===== Document section

Reaching beyond the third branch
The benefits of minimally invasive approaches have become more and more evident over the last decennia. However, not all structures of the human body are accessible with current medical instruments. The fourth branch of the airways can be as narrow as 3-4mm in diameter. Figure 1 illustrates how quickly the branches become more narrow and how sharp the turn to the (right) upper lung can be.
Currently, these areas are practically only reachable percutaneously, making the procedure quite invasive compared to “regular” bronchoscopy. All the while, cancerous tissue can occur at these locations deep inside the lungs, and lung cancer still is the most deadly cancer, with a mortality of 1.8 million worldwide deaths in 2018, with 2.2 million new cases each year . The number of patients in need of better diagnostic devices is substantial.
Additionally, when performing the procedure where no direct visualisation is possible, the procedures are currently visualised through fluoroscopy. The surgeon and patient suffer from x-ray exposure.
Håkon Leira, pulmonologist of St. Olavs Hospital, Trondheim, Norway:
“Through multiple breakthrough innovations, the MARIANA will introduce real-time diagnosis and therapy of lung cancer into the clinic”
The solution lies in a full, innovative system
DEAM has developed the steerable catheter-guidewire system to the advanced image-guided platform, with high precision electromagnetic tracking. The steerable tip of this system is visible in figure 2, exiting one of the branches of a 3D printed model of the lung’s bronchi.
With this system, DEAM and their partners aim to diagnose and treat intraluminal diseases, such as lung cancer.
The position of the tip of the guidewire-catheter combination is visualised in a virtual, 3D lung model, which is based on preoperative scans.
Expand the reach, decrease OR time and x-ray exposure
This system aims to do three things; eliminate the need for invasive procedures in order to diagnose and treat cancer of the outer airways, make these procedures faster by intuitive visualisation and finally reduce radiation exposure by replacing fluoroscopy with the electromagnetic tracking.
Altogether, the Mariana device will decrease the risks for the patient as well as the surgeon and increase the reach during bronchoscopy dramatically. An illustration of the use of the Mariana system is presented in figure 3.
An international collaboration with global aspirations
This instrument is being developed in cooperation with SINTEF and CEETRON. This collaboration was founded many years ago and the benefits of its multi-disciplinary nature are still reaped every day.
DEAM, as well as the partners, have all developed their side of the full, working prototype of the platform. Currently, the group is looking for options to start manufacturing the system!

==========
===== Dataset content

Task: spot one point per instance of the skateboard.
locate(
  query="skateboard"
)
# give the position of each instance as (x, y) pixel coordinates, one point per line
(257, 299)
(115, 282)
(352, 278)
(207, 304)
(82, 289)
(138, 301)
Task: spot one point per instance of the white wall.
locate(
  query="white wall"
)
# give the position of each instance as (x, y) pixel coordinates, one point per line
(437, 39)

==========

List of tasks:
1 - According to the MARIANA article, how narrow can the fourth branch of the airways be?
2 - List the three things that the MARIANA article says the system aims to do.
3 - Reproduce the passage of the MARIANA article starting at "The position of" and ending at "in figure 3.".

Answers per task:
1 - It can be as narrow as 3-4mm in diameter.

2 -
1. Eliminate the need for invasive procedures in order to diagnose and treat cancer of the outer airways.
2. Make these procedures faster by intuitive visualisation.
3. Reduce radiation exposure by replacing fluoroscopy with the electromagnetic tracking.

3 -
The position of the tip of the guidewire-catheter combination is visualised in a virtual, 3D lung model, which is based on preoperative scans.
Expand the reach, decrease OR time and x-ray exposure
This system aims to do three things; eliminate the need for invasive procedures in order to diagnose and treat cancer of the outer airways, make these procedures faster by intuitive visualisation and finally reduce radiation exposure by replacing fluoroscopy with the electromagnetic tracking.
Altogether, the Mariana device will decrease the risks for the patient as well as the surgeon and increase the reach during bronchoscopy dramatically. An illustration of the use of the Mariana system is presented in figure 3.